+++ Provided material

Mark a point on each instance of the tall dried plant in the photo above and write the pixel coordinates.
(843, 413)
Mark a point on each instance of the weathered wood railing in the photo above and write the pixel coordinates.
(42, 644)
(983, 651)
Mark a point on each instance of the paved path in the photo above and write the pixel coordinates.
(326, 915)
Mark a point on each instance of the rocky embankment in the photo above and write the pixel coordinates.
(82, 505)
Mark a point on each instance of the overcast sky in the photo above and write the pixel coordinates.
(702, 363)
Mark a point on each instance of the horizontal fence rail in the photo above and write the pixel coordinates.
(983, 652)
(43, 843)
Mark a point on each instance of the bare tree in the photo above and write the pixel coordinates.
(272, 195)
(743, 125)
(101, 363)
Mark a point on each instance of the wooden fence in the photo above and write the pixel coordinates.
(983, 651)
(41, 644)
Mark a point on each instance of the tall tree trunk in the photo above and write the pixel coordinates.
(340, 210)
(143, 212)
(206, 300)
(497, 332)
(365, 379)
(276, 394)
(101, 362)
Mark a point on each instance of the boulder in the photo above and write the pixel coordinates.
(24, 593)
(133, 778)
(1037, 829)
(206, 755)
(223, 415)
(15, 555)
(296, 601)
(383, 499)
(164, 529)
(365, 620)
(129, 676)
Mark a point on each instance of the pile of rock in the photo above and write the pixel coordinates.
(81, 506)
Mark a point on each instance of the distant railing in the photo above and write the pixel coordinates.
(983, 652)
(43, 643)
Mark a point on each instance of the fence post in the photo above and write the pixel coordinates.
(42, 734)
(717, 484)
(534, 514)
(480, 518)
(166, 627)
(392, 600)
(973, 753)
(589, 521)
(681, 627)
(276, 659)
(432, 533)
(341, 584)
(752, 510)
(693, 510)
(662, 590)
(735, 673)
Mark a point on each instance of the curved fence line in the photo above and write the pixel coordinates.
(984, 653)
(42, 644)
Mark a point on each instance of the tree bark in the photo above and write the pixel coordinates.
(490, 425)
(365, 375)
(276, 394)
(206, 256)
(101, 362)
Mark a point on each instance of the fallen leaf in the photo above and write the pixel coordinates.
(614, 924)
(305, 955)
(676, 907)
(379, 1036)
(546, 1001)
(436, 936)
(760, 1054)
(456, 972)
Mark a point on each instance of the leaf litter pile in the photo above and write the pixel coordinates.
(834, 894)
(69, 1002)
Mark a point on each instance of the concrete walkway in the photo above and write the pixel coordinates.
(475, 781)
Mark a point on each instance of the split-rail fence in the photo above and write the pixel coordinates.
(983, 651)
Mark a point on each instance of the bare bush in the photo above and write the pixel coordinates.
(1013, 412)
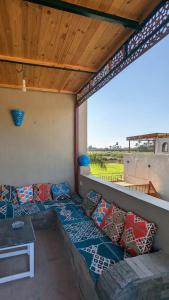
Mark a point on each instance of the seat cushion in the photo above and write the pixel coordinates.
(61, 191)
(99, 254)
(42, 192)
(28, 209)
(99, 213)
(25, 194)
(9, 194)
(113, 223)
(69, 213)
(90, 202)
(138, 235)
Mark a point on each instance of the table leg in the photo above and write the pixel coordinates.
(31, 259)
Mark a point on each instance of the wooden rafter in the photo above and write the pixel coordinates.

++++++

- _What to do_
Set down all the lines above exactly as they appear, with no pictures.

- _Answer to this task_
Mark a point on each instance of the tall dried plant in the photo above and write the pixel coordinates.
(843, 413)
Mark a point on each instance of the weathered wood railing in the photo above and write the pixel coordinates.
(42, 644)
(983, 651)
Mark a point on each instance of the paved path in the photo above and write the pixel coordinates.
(326, 915)
Mark a point on each instance of the rocky embankment in the photo above and write the pixel coordinates.
(82, 505)
Mark a point on each instance of the overcast sky in the photo above and write the pixel coordinates.
(702, 363)
Mark a point on each instance of the horizontal fence rail in the photo above and write the pixel coordinates.
(983, 652)
(43, 843)
Mark a point on each instance of the bare tree in the photo above and write the pixel coordinates.
(272, 195)
(743, 125)
(101, 363)
Mark a point on each instance of the wooden fence in the photo above and write the pixel coordinates.
(983, 651)
(41, 644)
Mark a point on each instance of the tall tree trunk in the photo above and write the pixel coordinates.
(340, 210)
(143, 212)
(206, 300)
(497, 332)
(365, 379)
(276, 394)
(101, 362)
Mark a point on each instance of the boulder in the photo above and write the pixel coordinates.
(24, 593)
(133, 778)
(1037, 829)
(206, 755)
(223, 415)
(15, 555)
(296, 601)
(383, 499)
(164, 529)
(365, 620)
(129, 676)
Mark a point on each instance of the pile of rock in the photo above and write the pixel coordinates.
(81, 506)
Mark a point on each instance of the distant railing in the photo above and write the pixel coordinates.
(983, 652)
(43, 643)
Mark a point on each instance of the fence post in the photo above and write the pixel coordinates.
(42, 734)
(717, 484)
(534, 514)
(480, 518)
(166, 627)
(392, 600)
(973, 753)
(589, 521)
(681, 627)
(276, 659)
(432, 533)
(341, 584)
(752, 510)
(693, 510)
(662, 590)
(735, 673)
Mark a point on each instance of the curved fence line in the photo above and write the pixel coordinates.
(984, 653)
(42, 644)
Mark a point on each instance of the tree bark in the photo above and write the pixel coordinates.
(490, 425)
(365, 375)
(276, 394)
(206, 256)
(101, 362)
Mark a point on each instance of the fallen leaf in the photo above and write the pixel coordinates.
(614, 924)
(305, 955)
(676, 907)
(379, 1036)
(546, 1001)
(436, 936)
(760, 1054)
(456, 972)
Mark a point on each instance of the leaf litter pile in the photo above and write the pixel coordinates.
(834, 894)
(69, 1002)
Mark a point on each instance of the concrete walkway in the photo above and write the pixel coordinates.
(475, 781)
Mark a point on each instance of the split-rail fence in the photo above and write the pixel coordinates.
(983, 651)
Mark a point on each instance of the bare bush in the photo above and write the pixel coordinates.
(1013, 412)
Mark a point on each instance of the seat cushion in the photo above and write the pixel coordinates.
(61, 191)
(99, 254)
(42, 192)
(28, 209)
(99, 213)
(25, 194)
(9, 194)
(113, 223)
(69, 213)
(90, 202)
(138, 235)
Mark a point on each instance of the table leg in the photo above and write the pixel coordinates.
(31, 259)
Mark a point on each instance of the wooden rafter in the photo above and write the pixel coordinates.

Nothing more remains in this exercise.